- [What is needed]:
Whenever a line in the entries below contains "hull", copy that line.

━━━━━ Excerpted records

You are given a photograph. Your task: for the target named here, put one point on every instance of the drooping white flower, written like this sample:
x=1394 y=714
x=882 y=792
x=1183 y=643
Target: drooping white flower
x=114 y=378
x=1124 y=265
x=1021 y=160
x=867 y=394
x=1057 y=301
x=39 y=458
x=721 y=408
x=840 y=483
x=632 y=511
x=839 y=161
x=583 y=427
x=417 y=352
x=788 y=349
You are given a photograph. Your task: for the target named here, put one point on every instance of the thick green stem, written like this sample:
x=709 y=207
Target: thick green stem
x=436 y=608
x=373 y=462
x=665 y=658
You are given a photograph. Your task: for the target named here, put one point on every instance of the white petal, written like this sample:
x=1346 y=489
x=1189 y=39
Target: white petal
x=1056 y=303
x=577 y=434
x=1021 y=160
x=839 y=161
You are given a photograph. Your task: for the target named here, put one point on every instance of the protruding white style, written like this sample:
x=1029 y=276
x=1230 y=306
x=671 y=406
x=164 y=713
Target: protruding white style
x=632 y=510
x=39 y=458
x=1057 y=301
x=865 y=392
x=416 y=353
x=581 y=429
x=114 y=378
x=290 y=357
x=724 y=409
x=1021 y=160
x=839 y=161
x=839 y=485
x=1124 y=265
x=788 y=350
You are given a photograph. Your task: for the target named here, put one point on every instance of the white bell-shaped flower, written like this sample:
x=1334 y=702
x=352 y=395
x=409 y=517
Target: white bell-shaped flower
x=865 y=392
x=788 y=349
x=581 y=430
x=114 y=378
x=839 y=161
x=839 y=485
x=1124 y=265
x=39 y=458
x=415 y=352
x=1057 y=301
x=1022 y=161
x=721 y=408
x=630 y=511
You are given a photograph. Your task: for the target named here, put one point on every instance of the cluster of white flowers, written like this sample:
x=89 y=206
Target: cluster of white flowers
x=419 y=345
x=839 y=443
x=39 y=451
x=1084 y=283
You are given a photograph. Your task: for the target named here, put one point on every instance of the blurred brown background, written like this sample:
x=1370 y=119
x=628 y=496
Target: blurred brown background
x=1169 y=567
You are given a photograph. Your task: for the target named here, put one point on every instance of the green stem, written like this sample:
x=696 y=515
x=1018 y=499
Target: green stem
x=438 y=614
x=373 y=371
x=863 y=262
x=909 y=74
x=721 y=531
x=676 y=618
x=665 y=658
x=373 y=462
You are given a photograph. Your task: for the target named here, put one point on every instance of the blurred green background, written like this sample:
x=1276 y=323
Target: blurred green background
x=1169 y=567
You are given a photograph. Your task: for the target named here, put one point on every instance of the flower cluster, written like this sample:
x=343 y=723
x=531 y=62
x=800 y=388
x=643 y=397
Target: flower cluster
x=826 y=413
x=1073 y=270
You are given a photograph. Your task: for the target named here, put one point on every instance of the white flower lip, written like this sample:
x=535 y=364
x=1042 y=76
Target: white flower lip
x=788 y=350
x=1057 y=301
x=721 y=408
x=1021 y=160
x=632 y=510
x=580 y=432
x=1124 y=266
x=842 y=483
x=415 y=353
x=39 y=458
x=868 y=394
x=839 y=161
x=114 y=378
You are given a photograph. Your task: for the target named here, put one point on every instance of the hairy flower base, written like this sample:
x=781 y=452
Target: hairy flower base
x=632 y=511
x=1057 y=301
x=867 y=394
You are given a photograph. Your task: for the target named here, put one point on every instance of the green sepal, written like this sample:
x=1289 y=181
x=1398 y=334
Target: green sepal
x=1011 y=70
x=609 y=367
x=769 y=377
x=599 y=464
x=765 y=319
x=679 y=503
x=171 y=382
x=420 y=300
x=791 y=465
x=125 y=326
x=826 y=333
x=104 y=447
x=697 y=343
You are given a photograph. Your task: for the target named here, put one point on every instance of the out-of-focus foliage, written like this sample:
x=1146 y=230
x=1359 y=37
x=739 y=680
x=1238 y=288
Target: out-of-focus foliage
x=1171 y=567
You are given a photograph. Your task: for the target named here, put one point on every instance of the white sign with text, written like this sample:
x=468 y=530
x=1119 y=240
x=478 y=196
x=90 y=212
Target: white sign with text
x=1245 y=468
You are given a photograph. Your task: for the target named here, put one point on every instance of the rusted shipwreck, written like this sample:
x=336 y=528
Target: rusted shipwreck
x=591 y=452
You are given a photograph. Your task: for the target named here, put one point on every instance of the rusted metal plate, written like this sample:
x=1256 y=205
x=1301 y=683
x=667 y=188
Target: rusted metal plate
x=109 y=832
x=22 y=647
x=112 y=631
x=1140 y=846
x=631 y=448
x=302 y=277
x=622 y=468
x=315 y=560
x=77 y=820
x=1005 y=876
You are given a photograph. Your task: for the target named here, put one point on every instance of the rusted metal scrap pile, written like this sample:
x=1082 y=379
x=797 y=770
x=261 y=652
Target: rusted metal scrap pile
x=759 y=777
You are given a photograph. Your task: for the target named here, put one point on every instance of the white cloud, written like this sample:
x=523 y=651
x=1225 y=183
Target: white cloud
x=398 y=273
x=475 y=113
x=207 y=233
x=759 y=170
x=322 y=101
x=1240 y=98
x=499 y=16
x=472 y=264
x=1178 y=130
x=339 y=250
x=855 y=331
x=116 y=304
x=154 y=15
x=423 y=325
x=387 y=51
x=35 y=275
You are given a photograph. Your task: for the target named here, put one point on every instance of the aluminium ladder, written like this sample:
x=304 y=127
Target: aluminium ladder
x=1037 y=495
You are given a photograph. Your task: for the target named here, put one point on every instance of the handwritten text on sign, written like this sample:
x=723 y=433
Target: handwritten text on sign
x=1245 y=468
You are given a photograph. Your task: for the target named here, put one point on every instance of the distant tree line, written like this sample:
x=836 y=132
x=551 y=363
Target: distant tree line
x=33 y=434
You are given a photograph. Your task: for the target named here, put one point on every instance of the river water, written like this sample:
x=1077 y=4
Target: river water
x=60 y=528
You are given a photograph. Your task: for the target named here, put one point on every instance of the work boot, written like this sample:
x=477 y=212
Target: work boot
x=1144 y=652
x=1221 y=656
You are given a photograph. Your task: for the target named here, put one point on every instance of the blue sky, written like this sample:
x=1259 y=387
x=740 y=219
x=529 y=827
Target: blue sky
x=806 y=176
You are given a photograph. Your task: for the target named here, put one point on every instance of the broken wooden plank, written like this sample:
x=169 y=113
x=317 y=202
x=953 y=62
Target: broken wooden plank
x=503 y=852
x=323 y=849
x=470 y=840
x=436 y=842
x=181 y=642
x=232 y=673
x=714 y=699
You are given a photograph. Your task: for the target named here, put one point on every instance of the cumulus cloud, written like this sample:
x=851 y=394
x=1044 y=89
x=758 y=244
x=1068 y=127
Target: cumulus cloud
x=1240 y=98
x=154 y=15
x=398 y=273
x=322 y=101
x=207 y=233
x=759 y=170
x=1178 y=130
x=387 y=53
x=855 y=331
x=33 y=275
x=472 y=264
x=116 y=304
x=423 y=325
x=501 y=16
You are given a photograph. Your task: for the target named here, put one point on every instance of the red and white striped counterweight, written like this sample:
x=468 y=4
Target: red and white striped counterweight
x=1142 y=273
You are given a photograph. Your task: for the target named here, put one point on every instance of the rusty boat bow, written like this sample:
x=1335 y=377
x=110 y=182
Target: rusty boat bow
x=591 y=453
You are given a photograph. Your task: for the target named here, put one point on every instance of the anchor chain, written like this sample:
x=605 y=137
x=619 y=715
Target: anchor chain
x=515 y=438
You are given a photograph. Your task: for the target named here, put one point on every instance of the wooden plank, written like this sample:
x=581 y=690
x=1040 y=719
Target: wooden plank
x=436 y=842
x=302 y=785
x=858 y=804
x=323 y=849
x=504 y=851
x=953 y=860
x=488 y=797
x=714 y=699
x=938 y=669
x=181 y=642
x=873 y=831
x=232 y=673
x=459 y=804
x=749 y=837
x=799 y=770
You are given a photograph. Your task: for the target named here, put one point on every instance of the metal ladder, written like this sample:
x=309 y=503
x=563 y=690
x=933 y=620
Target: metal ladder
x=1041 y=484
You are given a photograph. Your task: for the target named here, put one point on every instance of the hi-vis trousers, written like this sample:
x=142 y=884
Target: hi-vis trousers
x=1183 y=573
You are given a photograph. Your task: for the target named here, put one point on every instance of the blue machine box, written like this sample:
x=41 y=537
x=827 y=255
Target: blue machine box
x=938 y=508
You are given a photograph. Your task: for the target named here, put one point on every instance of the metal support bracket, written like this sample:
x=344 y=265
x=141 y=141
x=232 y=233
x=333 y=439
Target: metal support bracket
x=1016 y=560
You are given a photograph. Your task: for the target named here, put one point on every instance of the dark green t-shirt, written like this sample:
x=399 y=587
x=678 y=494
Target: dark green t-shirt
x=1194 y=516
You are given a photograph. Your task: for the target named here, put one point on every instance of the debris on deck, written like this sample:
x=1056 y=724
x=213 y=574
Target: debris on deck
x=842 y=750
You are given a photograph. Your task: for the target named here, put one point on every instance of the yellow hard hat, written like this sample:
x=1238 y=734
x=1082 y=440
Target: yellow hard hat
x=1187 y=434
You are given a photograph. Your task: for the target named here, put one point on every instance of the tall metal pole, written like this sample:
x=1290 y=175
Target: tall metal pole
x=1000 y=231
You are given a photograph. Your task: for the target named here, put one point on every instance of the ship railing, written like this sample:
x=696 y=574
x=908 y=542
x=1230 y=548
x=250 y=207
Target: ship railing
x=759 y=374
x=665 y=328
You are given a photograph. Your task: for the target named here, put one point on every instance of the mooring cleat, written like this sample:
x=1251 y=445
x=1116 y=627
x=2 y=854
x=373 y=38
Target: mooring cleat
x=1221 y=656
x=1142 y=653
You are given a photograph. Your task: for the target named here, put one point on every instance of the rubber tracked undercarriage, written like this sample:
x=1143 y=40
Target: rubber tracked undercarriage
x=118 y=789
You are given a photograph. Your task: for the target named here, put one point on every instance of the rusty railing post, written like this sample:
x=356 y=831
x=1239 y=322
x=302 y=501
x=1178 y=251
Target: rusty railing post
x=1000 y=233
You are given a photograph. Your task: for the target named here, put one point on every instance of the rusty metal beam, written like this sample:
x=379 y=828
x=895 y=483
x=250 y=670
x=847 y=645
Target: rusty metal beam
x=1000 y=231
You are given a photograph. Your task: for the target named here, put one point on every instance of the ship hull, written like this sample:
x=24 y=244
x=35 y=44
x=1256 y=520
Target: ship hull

━━━━━━━━━━

- [The answer]:
You are given a photograph. Your task: for the target named here, put one point on every instance of the ship hull, written like this sample:
Target: ship hull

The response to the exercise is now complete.